● Page text
╔══
Route information
- Maintained by ODOT
- Length: 4.81 mi (7.74 km)
- Existed: 1925–present

Major junctions
- South end: US 50 near St. Martin
- North end: US 68 near St. Martin

Location
- Country: United States
- State: Ohio
- Counties: Brown, Clinton

Highway system
- Ohio State Highway System; Interstate; US; State; Scenic;
| ← SR 250 |  | → SR 252 |

= Ohio State Route 251 =

State highway in southwestern Ohio, US

State Route 251 (SR 251) is a north-south state highway located in the southwestern portion of the U.S. state of Ohio. Its southern terminus is at U.S. Route 50 (US 50) about 1 mi south of St. Martin in northern Brown County. The northern terminus of SR 251 is at US 68 nearly 2+1/2 mi northwest of St. Martin in southwestern Clinton County.

==Route description==
The path of SR 251 takes it through northern Brown County and southwestern Clinton County. SR 251 is not included as a component of the National Highway System.
╚══
● Supplied records
╔══
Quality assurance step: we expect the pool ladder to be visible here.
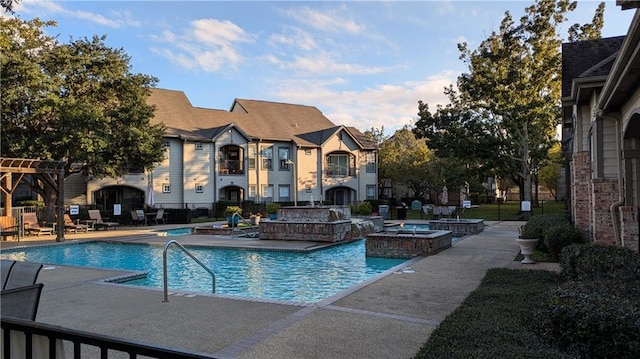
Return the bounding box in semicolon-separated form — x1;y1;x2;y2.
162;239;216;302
╚══
╔══
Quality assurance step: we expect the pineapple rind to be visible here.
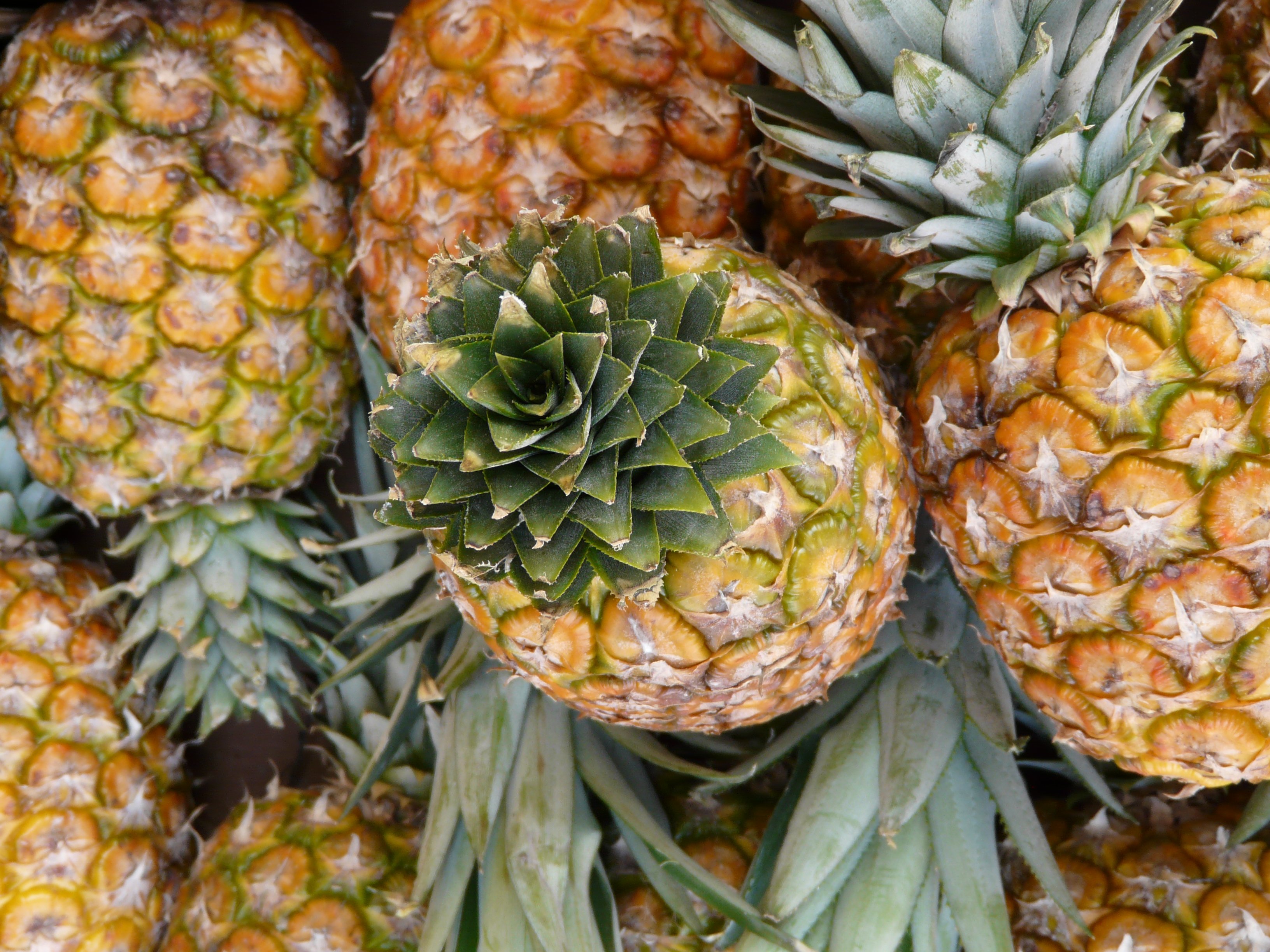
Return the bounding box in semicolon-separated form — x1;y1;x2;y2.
╚══
● Requirements
(A) From the Ohio State Route 251 text, repeat the passage between "State highway in" and "National Highway System.", inclusive.
(B) Answer these questions from the Ohio State Route 251 text:
(i) What is the route's length in miles?
(ii) Which U.S. route meets SR 251 at its southern terminus?
(iii) Is SR 251 part of the National Highway System?

● Response list
(A)
State highway in southwestern Ohio, US

State Route 251 (SR 251) is a north-south state highway located in the southwestern portion of the U.S. state of Ohio. Its southern terminus is at U.S. Route 50 (US 50) about 1 mi south of St. Martin in northern Brown County. The northern terminus of SR 251 is at US 68 nearly 2+1/2 mi northwest of St. Martin in southwestern Clinton County.

==Route description==
The path of SR 251 takes it through northern Brown County and southwestern Clinton County. SR 251 is not included as a component of the National Highway System.

(B)
(i) 4.81 mi (7.74 km)
(ii) US 50
(iii) No